Written problem
Copy out the data below, substituting "rectangle" for every occurrence of "bounding box" and leaving everything else unchanged.
*-*-*
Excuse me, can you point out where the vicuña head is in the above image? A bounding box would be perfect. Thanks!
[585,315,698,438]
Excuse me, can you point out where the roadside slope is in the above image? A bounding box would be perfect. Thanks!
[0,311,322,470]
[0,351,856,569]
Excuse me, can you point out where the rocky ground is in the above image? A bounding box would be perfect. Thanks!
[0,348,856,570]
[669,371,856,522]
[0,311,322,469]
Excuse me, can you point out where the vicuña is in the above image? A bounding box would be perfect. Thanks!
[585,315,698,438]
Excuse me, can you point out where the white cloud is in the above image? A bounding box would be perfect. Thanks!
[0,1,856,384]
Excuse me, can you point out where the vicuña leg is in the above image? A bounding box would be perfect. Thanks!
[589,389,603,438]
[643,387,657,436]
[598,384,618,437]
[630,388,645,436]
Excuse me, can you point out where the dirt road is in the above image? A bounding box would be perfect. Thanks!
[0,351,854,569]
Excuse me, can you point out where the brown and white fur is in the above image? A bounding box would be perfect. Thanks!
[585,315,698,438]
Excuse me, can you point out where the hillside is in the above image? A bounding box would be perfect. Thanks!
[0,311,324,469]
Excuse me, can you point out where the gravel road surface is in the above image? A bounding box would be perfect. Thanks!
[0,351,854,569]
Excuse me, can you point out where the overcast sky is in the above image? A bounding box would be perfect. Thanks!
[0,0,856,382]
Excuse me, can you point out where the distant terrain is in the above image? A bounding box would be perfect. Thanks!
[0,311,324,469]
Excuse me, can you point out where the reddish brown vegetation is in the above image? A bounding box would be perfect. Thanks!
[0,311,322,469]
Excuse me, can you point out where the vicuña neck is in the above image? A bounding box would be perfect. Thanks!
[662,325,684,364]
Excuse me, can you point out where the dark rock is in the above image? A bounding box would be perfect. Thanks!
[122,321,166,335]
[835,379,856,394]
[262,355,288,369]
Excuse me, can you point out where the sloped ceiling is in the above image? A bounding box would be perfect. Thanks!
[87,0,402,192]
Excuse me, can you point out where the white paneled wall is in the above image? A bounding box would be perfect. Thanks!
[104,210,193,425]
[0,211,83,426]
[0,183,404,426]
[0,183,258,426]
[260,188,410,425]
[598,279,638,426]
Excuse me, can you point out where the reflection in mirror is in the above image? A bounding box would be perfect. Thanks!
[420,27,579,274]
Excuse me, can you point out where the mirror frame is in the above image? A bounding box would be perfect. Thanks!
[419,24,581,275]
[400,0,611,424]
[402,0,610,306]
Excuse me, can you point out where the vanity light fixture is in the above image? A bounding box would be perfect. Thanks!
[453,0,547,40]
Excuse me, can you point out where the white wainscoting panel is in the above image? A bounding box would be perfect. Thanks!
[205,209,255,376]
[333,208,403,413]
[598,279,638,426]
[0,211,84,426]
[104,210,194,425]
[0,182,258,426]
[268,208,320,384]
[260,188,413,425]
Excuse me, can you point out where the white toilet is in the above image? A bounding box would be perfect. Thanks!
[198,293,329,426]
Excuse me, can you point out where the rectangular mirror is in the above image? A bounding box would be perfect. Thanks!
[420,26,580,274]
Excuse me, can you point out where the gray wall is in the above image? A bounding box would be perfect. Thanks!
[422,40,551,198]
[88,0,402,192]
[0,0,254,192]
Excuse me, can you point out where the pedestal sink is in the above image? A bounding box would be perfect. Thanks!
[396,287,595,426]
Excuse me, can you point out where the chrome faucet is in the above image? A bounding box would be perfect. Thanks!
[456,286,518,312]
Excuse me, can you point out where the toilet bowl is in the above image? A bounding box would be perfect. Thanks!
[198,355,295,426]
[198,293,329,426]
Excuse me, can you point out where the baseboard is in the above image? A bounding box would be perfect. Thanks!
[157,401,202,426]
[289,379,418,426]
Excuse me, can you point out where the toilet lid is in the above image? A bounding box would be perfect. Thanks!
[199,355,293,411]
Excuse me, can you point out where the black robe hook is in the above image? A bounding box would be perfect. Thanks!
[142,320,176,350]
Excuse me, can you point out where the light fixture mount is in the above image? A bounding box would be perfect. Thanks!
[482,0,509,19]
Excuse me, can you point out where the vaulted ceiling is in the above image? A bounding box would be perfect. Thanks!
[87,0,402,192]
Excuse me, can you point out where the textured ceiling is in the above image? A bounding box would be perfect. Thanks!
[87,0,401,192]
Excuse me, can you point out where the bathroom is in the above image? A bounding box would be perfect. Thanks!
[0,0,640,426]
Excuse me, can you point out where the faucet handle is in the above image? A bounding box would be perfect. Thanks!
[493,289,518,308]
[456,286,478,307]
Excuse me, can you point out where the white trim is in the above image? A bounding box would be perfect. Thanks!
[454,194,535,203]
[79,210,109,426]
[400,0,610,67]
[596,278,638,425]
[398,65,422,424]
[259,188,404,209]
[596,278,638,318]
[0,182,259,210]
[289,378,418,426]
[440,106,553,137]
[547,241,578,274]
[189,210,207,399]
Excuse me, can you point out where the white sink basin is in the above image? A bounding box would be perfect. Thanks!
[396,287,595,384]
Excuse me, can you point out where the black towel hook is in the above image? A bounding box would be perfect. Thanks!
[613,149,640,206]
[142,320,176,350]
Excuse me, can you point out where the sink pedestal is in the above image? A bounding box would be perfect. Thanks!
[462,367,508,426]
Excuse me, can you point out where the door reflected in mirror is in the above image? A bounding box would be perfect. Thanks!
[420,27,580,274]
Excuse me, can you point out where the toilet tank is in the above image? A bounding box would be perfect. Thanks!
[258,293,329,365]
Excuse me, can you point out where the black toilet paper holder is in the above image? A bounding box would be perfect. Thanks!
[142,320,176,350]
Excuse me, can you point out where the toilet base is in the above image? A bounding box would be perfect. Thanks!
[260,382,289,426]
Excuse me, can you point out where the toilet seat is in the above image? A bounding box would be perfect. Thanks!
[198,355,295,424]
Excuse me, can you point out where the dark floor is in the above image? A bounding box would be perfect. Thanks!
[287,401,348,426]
*-*-*
Result
Excuse me, can you point out where the vicuña head is in the above image? A rectangle would be perfect. Thanks!
[585,315,698,438]
Excuse me, can you point out where the roadside slope is in the above image? A rectangle would be perfect. Thanks!
[0,311,322,470]
[0,351,856,569]
Excuse me, can you point out where the rocky ground is in the above image? A rectangle would be perfect. Thanks!
[0,348,856,570]
[669,371,856,522]
[0,311,322,469]
Excuse me, can you point out where the vicuña is in the above image? A rectangle would be perfect. Thanks!
[585,315,698,438]
Excuse me, can you point out where the white cloud is in the above image? A rectangle would be perfect. Thanks!
[0,1,856,384]
Excuse me, can you point out where the vicuña leg is in the above image? A rectangle would be perfect. Thanks!
[589,389,603,438]
[643,387,657,436]
[598,384,618,437]
[630,388,645,436]
Excuse me, can you point out where the dirt road is in the above image? A rectangle would be perfect. Thanks!
[0,351,854,569]
Excuse me, can you point out where the brown and white fur is in the above image? A rectangle would be perfect. Thanks!
[585,315,698,438]
Excuse me, can you point out where the hillside is in the above image? A rectangle would be perfect. Thanks!
[0,311,324,469]
Excuse me, can you point out where the gravel road surface is in the above image? A rectangle would be perfect. Thanks!
[0,351,854,569]
Excuse me, can you point out where the overcast sky is in the above image? A rectangle would be perfect. Thanks!
[0,0,856,382]
Excuse me, can you point out where the distant terrain is in the above image? A rectangle would be perfect. Thanks!
[0,311,324,469]
Excuse me, can you point out where the reddish brown vegetation is in the above image? A rectangle would be perfect. Thanks!
[0,311,322,469]
Excuse me, can you point out where the vicuña neck is in the above image? A rectangle would be perfect. Thanks!
[662,325,684,364]
Excuse me, can you point out where the dark rock is in the above image? A rectangle would be perfect. Thanks!
[122,321,166,335]
[835,379,856,394]
[262,355,288,369]
Excuse me, can you point out where the sloped ceiling is in the above image? A rectangle would be perfect. Thanks!
[87,0,402,192]
Excuse me, can you point out where the white paneled wall is in the above image? A rectangle would be perfect. Thanks!
[104,210,193,425]
[0,211,83,426]
[0,183,404,426]
[0,183,258,426]
[260,188,410,425]
[598,279,638,426]
Excuse me, can you point out where the reflection in mirror is in the above image? A rectangle would be perfect. Thanks!
[420,27,579,274]
Excuse me, can you point out where the mirror frame is in the above image? A rectangle would be perfect. Thanks!
[419,24,581,275]
[400,0,611,424]
[402,0,610,306]
Excuse me, can you point out where the vanity light fixture is in the above image? A rectangle would be perfect. Thanks!
[453,0,547,40]
Excuse me, can you point out where the white wainscoting panel is in the above image? A rectangle would be perfect. Thanks!
[205,209,255,376]
[333,208,403,413]
[598,279,638,426]
[0,211,84,426]
[104,210,194,425]
[0,182,258,426]
[268,208,320,384]
[260,188,413,425]
Excuse me, can you point out where the white toilet is in the above image? A rectangle would be perfect. Thanks!
[198,293,329,426]
Excuse me, can you point out where the rectangular mirror is in the above image? A rectangle would be perfect. Thanks!
[420,26,580,274]
Excuse me, can you point out where the gray wall is in the above image? A rectangle would be perfect. Thanks!
[422,40,551,198]
[88,0,402,192]
[0,0,254,192]
Excuse me, can you point out where the pedestal sink is in the above image? A rectangle would be perfect. Thanks!
[396,287,595,426]
Excuse me, can you point out where the chrome faucet is in the above image? A rectangle would be perfect. Thanks!
[456,286,518,312]
Excuse me, can you point out where the toilet bowl is in the above image? A rectangle would be perfect. Thanks!
[198,355,295,426]
[198,293,329,426]
Excuse me, can you point out where the baseboard is in the above image? A rectangle would be perfect. Thanks!
[157,401,202,426]
[289,379,418,426]
Excuse me, can you point out where the toilet lid is in the above image? A rectangle would be perfect. Thanks!
[199,355,293,411]
Excuse me, can you point out where the black robe hook is in the above image? A rectangle would be perfect. Thanks!
[142,320,176,350]
Excuse me, can you point out where the light fixture mount is in the above image? A rectangle would be perfect. Thanks!
[482,0,509,19]
Excuse me, can you point out where the vaulted ceiling is in the above image? A rectangle would be perfect. Thanks!
[87,0,402,192]
Excuse me, can you point out where the textured ceiling is in the above image? A rectangle would be perfect. Thanks!
[87,0,401,192]
Excuse me, can you point out where the bathroom is in the above image? A rectangle would be perfect. Thanks!
[0,0,640,426]
Excuse me, can you point out where the faucet handle is in the above image? A rectangle would be perfect. Thanks!
[493,289,518,308]
[456,286,478,307]
Excuse me, can you point out where the white trim is in the above image? A rectangle would be perfect. Thanks!
[454,194,535,203]
[79,210,109,426]
[400,0,610,67]
[596,278,638,425]
[398,65,422,424]
[259,188,404,209]
[596,278,638,318]
[0,182,259,210]
[289,378,418,426]
[440,106,553,137]
[547,241,578,274]
[189,210,207,399]
Excuse me, can you point out where the white sink basin is in the above image? A rectangle would be perfect. Thanks!
[396,287,595,384]
Excuse me, can you point out where the black towel hook is in the above image? A rectangle would be perfect. Thanks!
[613,149,640,206]
[142,320,176,350]
Excuse me, can you point out where the sink pedestal is in the above image? A rectangle would be perfect. Thanks!
[462,367,508,426]
Excuse me, can you point out where the door reflected in mirror is in the above image? A rectangle would be perfect. Thanks!
[420,27,580,274]
Excuse me, can you point out where the toilet tank is in the above image? A rectangle would be perfect. Thanks!
[258,293,329,365]
Excuse me, can you point out where the black toilet paper holder is in the above image? A rectangle would be perfect. Thanks!
[142,320,176,350]
Excuse me, can you point out where the toilet base is in the above image? A rectangle would be perfect. Thanks!
[260,382,289,426]
Excuse me, can you point out where the toilet seat is in the above image? A rectangle would be perfect. Thanks!
[198,355,295,424]
Excuse me, can you point out where the dark floor is in the above image? A rectangle would be perfect. Thanks!
[287,401,348,426]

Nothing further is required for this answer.